BRANO SCELTO =
────────────────
Incertezze irrisolte e possibili soluzioni
Secondo l’Associazione il riferimento ai “servizi di spedizione” potrebbe fare credere che il beneficio fiscale sia applicabile in tutti i casi in cui il subtrasporto abbia come controparte/committente uno spedizioniere che abbia assunto l’esecuzione del trasporto nei confronti dell’esportatore (c.d. spedizioniere vettore di cui all’art. 1741 c.c.). Per questo motivo richiede che:
– l’ambito soggettivo di applicazione della norma sia meglio determinato, in particolare riguardo alla rilevanza dello status di operatore doganale del “committente”,
– sia riconosciuta l’inapplicabilità di sanzioni per violazioni generate dall’incerta interpretazione della norma.
Il caso delle operazioni a catena
Inoltre, i dubbi permangono nelle operazioni “a catena” nelle quali fra l’esportatore e l’esecutore del trasporto si interpongono più soggetti, come, ad esempio, nei casi in cui l’esportatore abbia dato l’incarico del trasporto a un soggetto, di seguito “il committente”, che a sua volta, abbia dato l’incarico ad un soggetto terzo.
In questi casi, il terzo esecutore potrebbe non sapere se il “committente” stia operando come spedizioniere mandatario, come spedizioniere-trasportatore o come operatore doganale.
Dall’altro neanche il “committente” potrebbe sapere se l’esportatore gli abbia conferito o meno un mandato alla conclusione del contratto di trasporto o se, invece, egli sia stato incaricato come trasportatore.
────────────────
ESTRATTO DEI DATI =

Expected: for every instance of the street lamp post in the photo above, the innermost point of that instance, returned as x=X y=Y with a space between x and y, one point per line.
────────────────
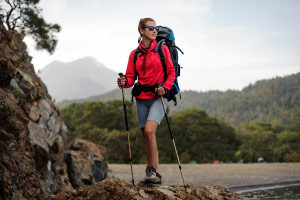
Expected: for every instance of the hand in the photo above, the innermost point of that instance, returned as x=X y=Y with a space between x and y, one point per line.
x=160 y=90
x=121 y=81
────────────────
OBIETTIVO 1 =
Rispondi a queste domande sul brano sui servizi di spedizione:
(a) Quale articolo del codice civile viene indicato per lo spedizioniere vettore?
(b) Che cosa chiede l'Associazione a proposito delle sanzioni?
(c) Nelle operazioni a catena, che cosa potrebbe non sapere il terzo esecutore riguardo al "committente"?
OBIETTIVO 2 = Prosegui il brano sui servizi di spedizione a partire dalla sua ultima frase.

RISPOSTA 1 =
(a) L'articolo 1741 del codice civile.
(b) Chiede che sia riconosciuta l'inapplicabilità di sanzioni per le violazioni generate dall'incerta interpretazione della norma.
(c) Potrebbe non sapere se il "committente" stia operando come spedizioniere mandatario, come spedizioniere-trasportatore o come operatore doganale.

RISPOSTA 2 =
La soluzione proposta nella circolare a commento, prevede che per agevolare l’applicazione di questa disciplina, si potrebbe prevedere una presunzione di imponibilità IVA del trasporto reso al “committente”, salva la possibilità per quest’ultimo di attestare il possesso dei requisiti previsti dal n. 4 del comma 1 dell’art. 9 per l’applicazione della non imponibilità; in tal caso dovrebbe essere assicurato l’esercizio del diritto alla detrazione, laddove in caso di controlli si ritenesse che il soggetto avrebbe potuto avere i requisiti per richiedere l’applicazione del regime di non imponibilità.
Una soluzione di questo tipo potrebbe forse essere riconosciuta corretta anche in sede di prassi.
Sulla questione sarebbe, pertanto, auspicabile un intervento chiarificatore da parte del legislatore e dell’Amministrazione finanziaria.